# Start of Data for this exercise

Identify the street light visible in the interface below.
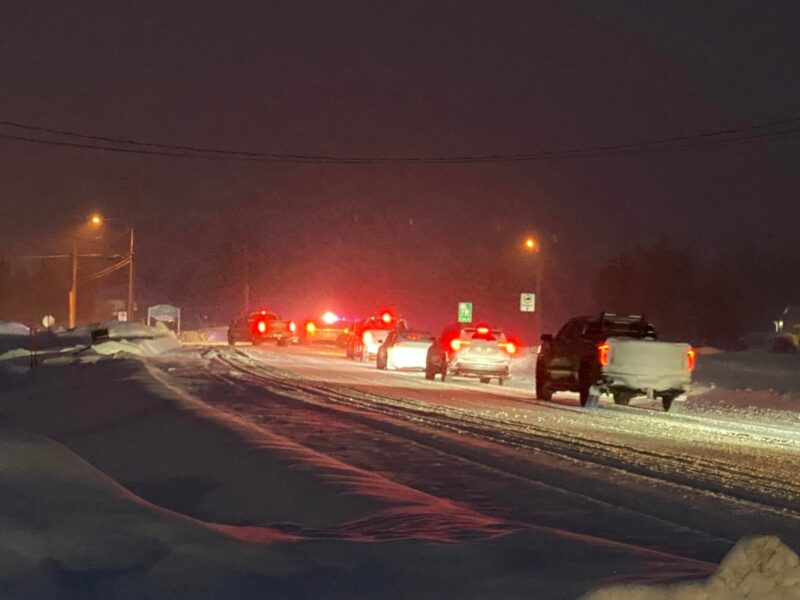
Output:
[89,214,134,321]
[522,235,544,335]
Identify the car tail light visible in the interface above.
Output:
[686,348,697,371]
[450,338,469,352]
[500,342,517,354]
[597,344,611,367]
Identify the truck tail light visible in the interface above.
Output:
[500,342,517,354]
[686,348,697,371]
[450,338,469,352]
[597,344,611,367]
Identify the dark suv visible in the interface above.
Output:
[536,313,656,406]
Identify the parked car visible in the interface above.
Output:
[345,311,408,361]
[297,311,353,347]
[536,313,696,410]
[228,310,296,346]
[425,323,517,385]
[375,329,435,371]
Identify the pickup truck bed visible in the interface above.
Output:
[536,313,695,410]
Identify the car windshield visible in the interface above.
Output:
[249,311,278,321]
[586,318,655,338]
[461,327,506,342]
[399,330,434,342]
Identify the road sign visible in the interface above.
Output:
[519,292,536,312]
[458,302,472,323]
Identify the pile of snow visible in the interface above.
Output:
[0,321,180,361]
[92,321,180,356]
[0,321,30,335]
[583,536,800,600]
[688,352,800,411]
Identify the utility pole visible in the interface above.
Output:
[69,237,78,329]
[128,224,135,321]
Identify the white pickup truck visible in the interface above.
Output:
[536,313,696,410]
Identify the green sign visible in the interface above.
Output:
[458,302,472,323]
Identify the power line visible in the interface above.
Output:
[0,117,800,165]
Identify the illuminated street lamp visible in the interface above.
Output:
[522,235,544,335]
[89,214,134,321]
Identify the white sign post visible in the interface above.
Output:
[519,292,536,312]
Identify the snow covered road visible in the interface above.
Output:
[155,346,800,561]
[0,342,800,600]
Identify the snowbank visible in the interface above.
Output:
[688,352,800,412]
[0,321,180,361]
[583,536,800,600]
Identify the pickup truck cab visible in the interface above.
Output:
[228,310,296,346]
[536,313,695,410]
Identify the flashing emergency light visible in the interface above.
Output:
[597,344,611,367]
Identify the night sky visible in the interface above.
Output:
[0,0,800,332]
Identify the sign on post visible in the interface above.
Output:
[458,302,472,323]
[147,304,181,333]
[519,292,536,312]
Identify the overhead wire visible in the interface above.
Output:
[0,116,800,165]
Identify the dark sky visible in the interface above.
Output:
[0,0,800,328]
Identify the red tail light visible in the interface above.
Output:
[686,348,697,371]
[450,338,469,352]
[597,344,611,367]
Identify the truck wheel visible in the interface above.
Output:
[578,363,600,408]
[536,374,553,402]
[614,392,633,406]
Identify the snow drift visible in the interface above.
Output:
[583,536,800,600]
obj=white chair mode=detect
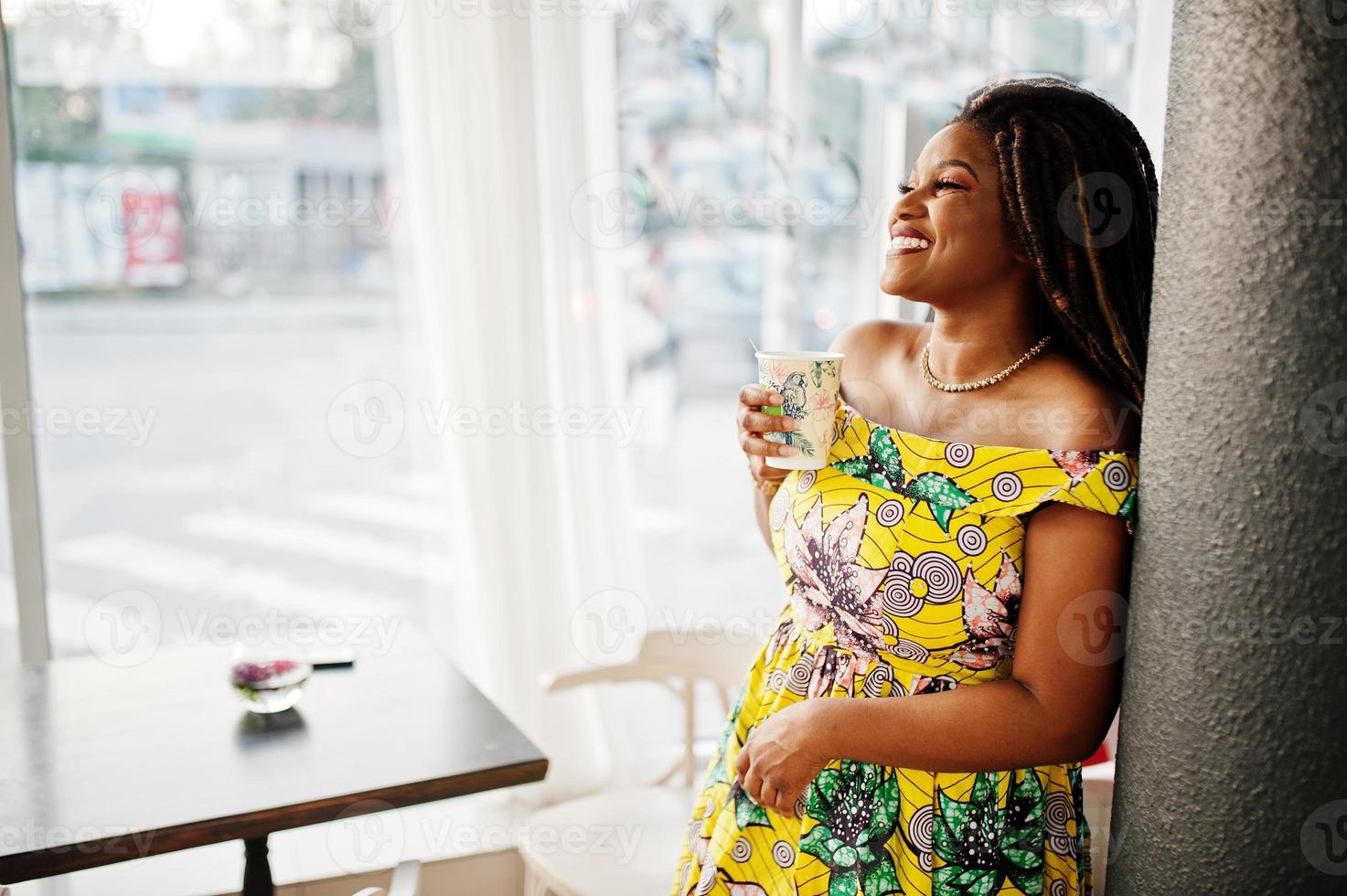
[352,859,421,896]
[520,629,758,896]
[1080,713,1119,896]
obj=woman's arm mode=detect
[737,503,1131,814]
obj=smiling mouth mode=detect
[883,236,931,257]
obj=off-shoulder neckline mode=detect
[838,393,1139,460]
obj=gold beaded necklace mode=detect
[922,333,1052,392]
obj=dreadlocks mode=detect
[946,77,1159,409]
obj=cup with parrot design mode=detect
[755,352,846,470]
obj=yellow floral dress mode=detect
[671,399,1137,896]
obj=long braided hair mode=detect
[946,77,1159,409]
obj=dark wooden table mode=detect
[0,626,547,896]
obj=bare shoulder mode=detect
[1026,353,1141,452]
[829,319,925,365]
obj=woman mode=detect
[672,78,1157,896]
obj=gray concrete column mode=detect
[1107,0,1347,896]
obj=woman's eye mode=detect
[898,180,966,196]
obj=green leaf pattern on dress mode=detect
[832,426,975,534]
[800,760,903,896]
[931,769,1044,896]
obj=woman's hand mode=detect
[734,699,829,818]
[735,383,795,480]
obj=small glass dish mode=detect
[229,651,314,714]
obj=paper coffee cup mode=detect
[754,352,846,470]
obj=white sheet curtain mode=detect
[393,3,646,799]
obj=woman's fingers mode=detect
[740,430,795,458]
[740,383,781,409]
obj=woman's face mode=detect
[880,124,1028,307]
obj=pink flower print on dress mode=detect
[949,551,1020,669]
[1048,452,1099,485]
[784,495,889,672]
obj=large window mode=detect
[617,0,1164,627]
[0,0,451,662]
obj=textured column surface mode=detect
[1106,0,1347,896]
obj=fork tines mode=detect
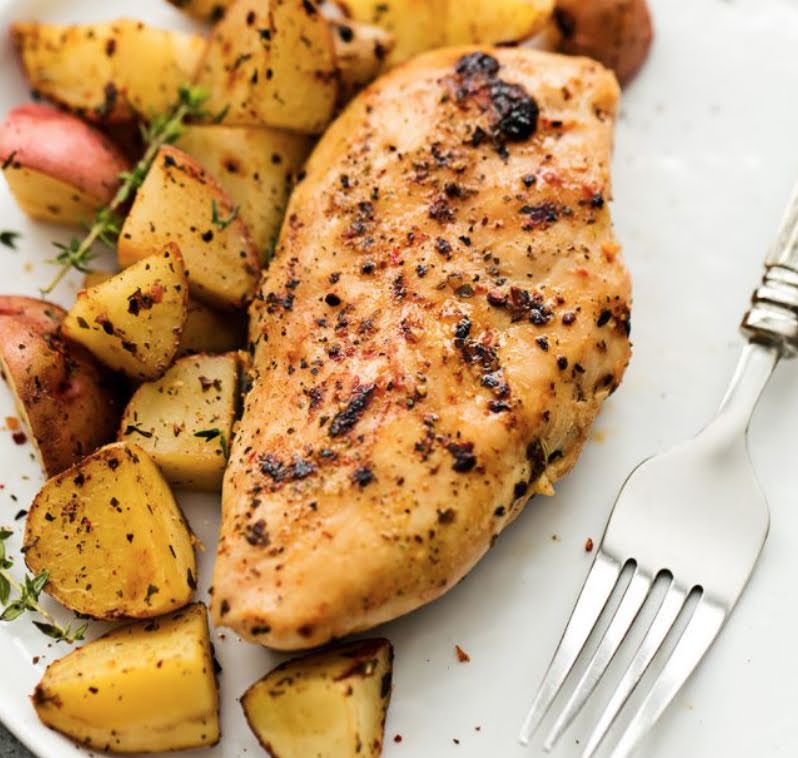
[520,548,726,758]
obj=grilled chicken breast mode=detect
[212,48,630,650]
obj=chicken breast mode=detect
[212,48,630,650]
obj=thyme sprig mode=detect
[211,198,238,232]
[0,529,88,644]
[41,85,208,295]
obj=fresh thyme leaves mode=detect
[42,85,207,295]
[194,428,229,458]
[0,230,20,250]
[211,198,238,232]
[0,529,88,643]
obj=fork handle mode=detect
[740,181,798,358]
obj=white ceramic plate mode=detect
[0,0,798,758]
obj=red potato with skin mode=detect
[554,0,654,84]
[0,295,122,477]
[0,104,129,225]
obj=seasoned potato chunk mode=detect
[62,243,188,379]
[11,19,205,122]
[168,0,233,23]
[83,271,246,356]
[197,0,338,134]
[330,19,395,103]
[25,443,197,619]
[118,146,260,308]
[241,639,393,758]
[0,296,122,476]
[119,353,239,490]
[33,603,219,753]
[176,125,312,257]
[341,0,450,66]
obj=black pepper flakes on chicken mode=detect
[213,48,630,650]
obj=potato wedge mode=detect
[241,639,393,758]
[176,125,312,258]
[0,104,129,226]
[62,243,188,380]
[177,298,246,357]
[33,603,220,753]
[168,0,233,24]
[197,0,338,134]
[119,353,239,491]
[0,296,122,476]
[25,443,197,619]
[118,145,260,309]
[11,19,205,122]
[340,0,450,66]
[329,20,395,103]
[554,0,654,84]
[446,0,552,45]
[83,271,246,358]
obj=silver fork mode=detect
[520,180,798,758]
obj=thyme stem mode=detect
[41,86,207,295]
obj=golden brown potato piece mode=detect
[62,243,188,380]
[11,19,205,122]
[197,0,338,134]
[25,443,197,619]
[119,353,239,491]
[554,0,654,84]
[330,20,395,103]
[446,0,554,45]
[241,639,393,758]
[339,0,449,66]
[83,271,246,358]
[168,0,233,24]
[33,603,220,753]
[177,298,246,358]
[118,145,260,309]
[0,295,122,476]
[176,125,312,258]
[0,104,129,226]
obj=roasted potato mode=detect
[340,0,450,66]
[83,271,246,358]
[329,20,394,103]
[446,0,556,45]
[11,19,205,122]
[554,0,654,84]
[168,0,233,24]
[0,296,122,476]
[176,125,312,257]
[62,243,188,380]
[119,353,239,491]
[241,639,393,758]
[118,145,260,309]
[197,0,338,134]
[25,443,197,619]
[0,104,128,226]
[33,603,220,753]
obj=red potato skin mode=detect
[0,104,130,205]
[0,295,123,477]
[554,0,654,85]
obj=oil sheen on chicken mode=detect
[212,48,630,650]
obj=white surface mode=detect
[0,0,798,758]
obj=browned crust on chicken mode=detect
[213,48,630,650]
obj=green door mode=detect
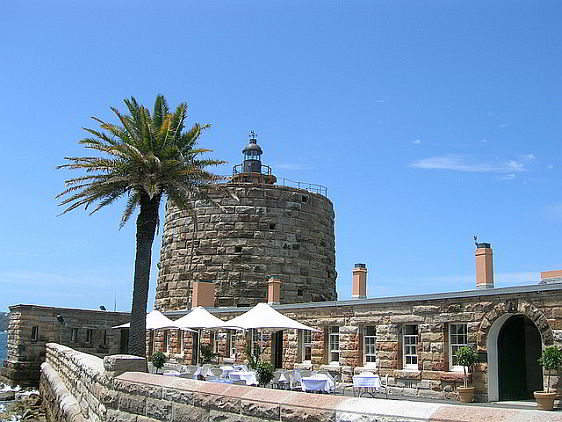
[498,315,542,400]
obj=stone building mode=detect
[155,134,337,311]
[0,305,130,386]
[150,251,562,401]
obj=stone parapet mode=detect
[41,344,559,422]
[155,183,337,311]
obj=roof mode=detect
[164,283,562,315]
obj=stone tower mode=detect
[155,132,337,310]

# End of Data for this exercise

_Instruction_. Turn every line of the entries above into a numbered list, dropping blank lines. Leave the pictures out of your answer.

_Response_.
1. Identify the street light visible in the interface below.
2. Output:
3. [89,214,134,321]
4. [522,235,544,335]
5. Identify the car tail light visible in the interface above.
6. Output:
7. [686,348,697,371]
8. [450,338,469,352]
9. [500,342,517,354]
10. [597,344,611,367]
11. Identify the truck tail light visible in the interface above.
12. Output:
13. [500,342,517,354]
14. [686,348,697,371]
15. [450,338,469,352]
16. [597,344,611,367]
17. Identify the dark suv visible in the interface above.
18. Output:
19. [536,313,656,406]
20. Identify the parked car visible in the interface above.
21. Output:
22. [345,311,408,361]
23. [297,311,353,347]
24. [536,313,696,410]
25. [228,310,296,346]
26. [425,323,517,385]
27. [375,329,435,371]
28. Identify the pickup truck bed visible in the interface above.
29. Output:
30. [536,313,695,410]
31. Identify the car windshield visible in the interface above.
32. Output:
33. [249,311,278,321]
34. [586,318,655,338]
35. [461,327,506,342]
36. [399,330,434,342]
37. Identify the road sign visible in the interface above.
38. Output:
39. [519,292,536,312]
40. [458,302,472,323]
41. Identify the pile of snow visible in the interface above.
42. Output:
43. [0,321,180,361]
44. [92,321,180,356]
45. [0,321,30,335]
46. [583,536,800,600]
47. [688,352,800,411]
48. Identify the utility pole visible in the interface above.
49. Output:
50. [69,237,78,329]
51. [128,224,135,321]
52. Identify the white pickup truck visible in the interface above.
53. Output:
54. [536,313,696,410]
55. Identify the green sign visible in the interface above.
56. Output:
57. [458,302,472,323]
58. Identify the power line visible in the interface above.
59. Output:
60. [0,117,800,165]
61. Identify the illuminated street lamp visible in the interface above.
62. Output:
63. [522,235,544,335]
64. [89,214,134,321]
65. Identify the white sign post visible in the interface above.
66. Output:
67. [519,292,536,312]
68. Identify the snow covered road visible in the interface above.
69. Output:
70. [155,346,800,561]
71. [0,342,800,600]
72. Identify the snowbank visible in the interface above.
73. Output:
74. [688,352,800,412]
75. [0,321,180,361]
76. [583,536,800,600]
77. Identify the pickup truck cab visible in the interface above.
78. Output:
79. [228,310,296,346]
80. [536,313,695,410]
81. Identify the flashing emergency light visible in the interface above.
82. Output:
83. [597,344,611,367]
84. Identify the night sky visible in the interface above.
85. Output:
86. [0,0,800,332]
87. Identify the sign on post visible in the interface above.
88. Output:
89. [458,302,472,323]
90. [147,304,181,333]
91. [519,292,536,312]
92. Identify the overhead wire visible in the interface above.
93. Output:
94. [0,116,800,165]
95. Identify the dark sky visible in the interface above.
96. Output:
97. [0,0,800,328]
98. Identify the red tail light visible in the interface above.
99. Output:
100. [686,348,697,371]
101. [450,338,469,352]
102. [597,344,611,367]
103. Identify the truck wheel visible in the interface above.
104. Output:
105. [578,363,600,408]
106. [536,374,553,402]
107. [614,392,633,406]
108. Identify the snow drift visible in the interface above.
109. Output:
110. [583,536,800,600]
111. obj=white chair mode=detect
112. [352,859,421,896]
113. [520,629,758,896]
114. [1080,713,1119,896]
115. obj=woman's arm mode=detect
116. [737,503,1131,814]
117. obj=smiling mouth mode=detect
118. [883,236,931,257]
119. obj=off-shoulder neckline mode=detect
120. [838,393,1139,460]
121. obj=gold beaded necklace mode=detect
122. [922,333,1052,392]
123. obj=dreadlocks mode=detect
124. [946,77,1159,409]
125. obj=cup with parrot design mode=detect
126. [755,352,846,470]
127. obj=yellow floral dress mode=detect
128. [671,399,1137,896]
129. obj=long braided hair mode=detect
130. [946,77,1159,409]
131. obj=dark wooden table mode=detect
132. [0,626,547,896]
133. obj=bare shoulder mode=detect
134. [1026,353,1141,452]
135. [829,319,925,365]
136. obj=woman mode=detect
137. [672,78,1157,896]
138. obj=gray concrete column mode=detect
139. [1107,0,1347,896]
140. obj=woman's eye mode=detect
141. [898,180,966,196]
142. obj=green leaf pattern on dress mode=detect
143. [832,426,975,534]
144. [800,760,903,896]
145. [931,769,1044,896]
146. obj=woman's hand mode=detect
147. [734,699,829,818]
148. [735,383,795,480]
149. obj=small glass dish mode=detect
150. [229,651,314,714]
151. obj=paper coffee cup mode=detect
152. [754,352,846,470]
153. obj=white sheet curtain mode=detect
154. [393,3,646,799]
155. obj=woman's fingers mode=detect
156. [740,430,795,458]
157. [740,383,781,409]
158. obj=woman's face mode=detect
159. [880,124,1028,307]
160. obj=pink flower print on dress mode=detect
161. [949,551,1020,669]
162. [1048,452,1099,485]
163. [784,495,889,672]
164. obj=large window mode=detect
165. [617,0,1164,627]
166. [0,0,451,662]
167. obj=textured column surface mode=detect
168. [1106,0,1347,896]
169. obj=fork tines mode=detect
170. [520,548,726,758]
171. obj=grilled chicken breast mode=detect
172. [212,48,630,650]
173. obj=chicken breast mode=detect
174. [212,48,630,650]
175. obj=thyme sprig mode=detect
176. [211,198,238,232]
177. [0,529,88,644]
178. [41,85,208,295]
179. obj=fresh thyme leaves mode=detect
180. [42,85,207,295]
181. [194,428,229,458]
182. [0,230,20,250]
183. [211,198,238,232]
184. [0,529,88,643]
185. obj=fork handle mode=detect
186. [740,181,798,358]
187. obj=white ceramic plate mode=detect
188. [0,0,798,758]
189. obj=red potato with skin mode=detect
190. [554,0,654,84]
191. [0,295,122,477]
192. [0,104,129,225]
193. obj=seasoned potato chunk mode=detect
194. [62,243,188,379]
195. [11,19,205,122]
196. [168,0,233,23]
197. [83,271,246,356]
198. [197,0,338,134]
199. [330,19,395,103]
200. [25,443,197,619]
201. [118,146,260,308]
202. [241,639,393,758]
203. [0,296,122,476]
204. [119,353,239,490]
205. [33,603,219,753]
206. [176,125,312,257]
207. [341,0,450,66]
208. obj=black pepper flakes on chicken mode=detect
209. [213,48,630,650]
210. obj=potato wedge mode=detect
211. [241,639,393,758]
212. [176,125,312,258]
213. [0,104,129,226]
214. [62,243,188,380]
215. [177,298,246,357]
216. [33,603,220,753]
217. [168,0,233,24]
218. [197,0,338,134]
219. [119,353,239,491]
220. [0,296,122,476]
221. [25,443,197,619]
222. [118,145,260,309]
223. [11,19,205,122]
224. [340,0,450,66]
225. [329,20,395,103]
226. [554,0,654,84]
227. [446,0,552,45]
228. [83,271,246,358]
229. obj=silver fork mode=detect
230. [520,180,798,758]
231. obj=thyme stem mode=detect
232. [41,86,207,295]
233. obj=golden brown potato piece mode=detect
234. [62,243,188,380]
235. [11,19,205,122]
236. [197,0,338,134]
237. [25,443,197,619]
238. [119,353,239,491]
239. [554,0,654,84]
240. [330,20,395,103]
241. [446,0,554,45]
242. [241,639,393,758]
243. [339,0,449,66]
244. [83,271,246,358]
245. [168,0,233,24]
246. [33,603,220,753]
247. [177,298,246,358]
248. [118,145,260,309]
249. [0,295,122,476]
250. [176,125,312,258]
251. [0,104,129,226]
252. obj=roasted potato mode=detect
253. [340,0,450,66]
254. [83,271,246,358]
255. [329,20,394,103]
256. [446,0,556,45]
257. [11,19,205,122]
258. [554,0,654,84]
259. [168,0,233,24]
260. [0,296,122,476]
261. [176,125,312,257]
262. [62,243,188,380]
263. [119,353,239,491]
264. [241,639,393,758]
265. [118,145,260,309]
266. [197,0,338,134]
267. [25,443,197,619]
268. [0,104,128,226]
269. [33,603,220,753]
270. obj=red potato skin mode=detect
271. [0,104,130,205]
272. [0,295,123,477]
273. [554,0,654,85]
274. obj=oil sheen on chicken mode=detect
275. [212,48,630,650]
276. obj=white surface mode=detect
277. [0,0,798,758]
278. obj=browned crust on chicken mode=detect
279. [213,48,630,650]
280. obj=green door mode=detect
281. [498,315,542,400]
282. obj=stone building mode=detect
283. [155,134,337,311]
284. [0,305,130,386]
285. [150,251,562,401]
286. obj=stone parapet mode=detect
287. [41,344,559,422]
288. [155,183,337,311]
289. obj=roof mode=detect
290. [164,283,562,315]
291. obj=stone tower mode=detect
292. [155,132,337,310]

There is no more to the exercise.